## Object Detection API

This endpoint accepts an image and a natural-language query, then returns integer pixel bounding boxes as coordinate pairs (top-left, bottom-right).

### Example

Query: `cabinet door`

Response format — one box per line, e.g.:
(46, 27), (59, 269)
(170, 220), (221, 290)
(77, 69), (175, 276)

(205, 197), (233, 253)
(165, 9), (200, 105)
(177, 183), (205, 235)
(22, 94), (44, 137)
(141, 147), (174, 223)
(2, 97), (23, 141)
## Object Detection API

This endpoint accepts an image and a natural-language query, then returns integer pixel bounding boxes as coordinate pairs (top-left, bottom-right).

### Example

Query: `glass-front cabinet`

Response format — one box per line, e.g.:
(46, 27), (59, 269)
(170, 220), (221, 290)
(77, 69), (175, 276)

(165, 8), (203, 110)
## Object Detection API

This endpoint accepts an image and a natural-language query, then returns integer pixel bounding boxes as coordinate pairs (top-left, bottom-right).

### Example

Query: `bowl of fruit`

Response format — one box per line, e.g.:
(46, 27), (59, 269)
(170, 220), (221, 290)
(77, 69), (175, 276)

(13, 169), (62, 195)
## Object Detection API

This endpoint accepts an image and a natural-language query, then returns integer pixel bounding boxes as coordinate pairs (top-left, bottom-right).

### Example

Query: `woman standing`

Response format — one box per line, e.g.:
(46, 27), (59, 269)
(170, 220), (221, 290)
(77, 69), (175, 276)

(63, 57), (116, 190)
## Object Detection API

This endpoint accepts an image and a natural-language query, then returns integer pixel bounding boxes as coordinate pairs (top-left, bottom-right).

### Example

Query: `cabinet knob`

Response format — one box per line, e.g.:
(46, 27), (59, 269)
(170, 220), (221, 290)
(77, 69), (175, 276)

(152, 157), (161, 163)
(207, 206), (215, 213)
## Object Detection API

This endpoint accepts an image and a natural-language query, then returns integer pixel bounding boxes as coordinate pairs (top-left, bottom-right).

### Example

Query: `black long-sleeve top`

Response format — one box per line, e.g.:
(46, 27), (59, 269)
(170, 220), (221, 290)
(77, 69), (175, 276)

__What you are asked to do__
Copy out all of the material above, line for line, without any changes.

__Solution__
## Object Detection API

This endpoint accepts an image and a natural-language query, then returns integer pixel bounding boxes as coordinate pairs (top-left, bottom-right).

### Example

Query: `cabinet door`

Response format — one box per line, e.g.:
(46, 27), (59, 269)
(170, 220), (221, 290)
(77, 69), (175, 276)

(205, 197), (233, 253)
(165, 9), (200, 105)
(177, 183), (205, 235)
(22, 94), (44, 137)
(141, 147), (174, 223)
(2, 97), (23, 141)
## Object Detection API

This endpoint accepts an image and a natural-language query, then returns integer pixel bounding boxes as coordinate pairs (top-left, bottom-right).

### Example

Query: `glass-front cabinet`

Response format — one box per line, e.g.:
(46, 27), (59, 269)
(170, 220), (221, 290)
(77, 69), (175, 276)

(165, 8), (203, 110)
## Object Detection API

This endpoint accepts an image and a natural-language query, then returns integer pixel bounding boxes as coordinate pairs (top-left, bottom-right).

### Example

Query: `bowl of fruit`

Response format — one box per line, e.g.:
(46, 27), (59, 269)
(170, 220), (221, 290)
(77, 69), (175, 276)

(13, 169), (62, 195)
## Object Detection API

This endpoint accepts an image and a natural-language query, then returns integer pixel bounding boxes as coordinate pairs (top-left, bottom-right).

### Example

Query: `woman standing`

Response format — one box per line, e.g.:
(46, 27), (59, 269)
(170, 220), (221, 290)
(77, 69), (175, 276)

(63, 57), (116, 190)
## Object Detection API

This endpoint accepts an image and a natural-language query, then returns integer pixel bounding boxes as coordinate pairs (top-left, bottom-right).

### Example

Query: `cabinet knob`

Response format — one box per line, e.g.:
(46, 27), (59, 269)
(170, 220), (221, 290)
(77, 69), (175, 276)

(152, 157), (161, 163)
(207, 206), (215, 213)
## Object Detection API

This endpoint accepts an image and a natural-language query, then returns integer pixel bounding boxes as coordinate pairs (top-left, bottom-right).

### Example

Query: `black long-sleeve top`

Response format — one box per line, e.g.:
(46, 27), (59, 269)
(170, 220), (221, 290)
(77, 69), (175, 276)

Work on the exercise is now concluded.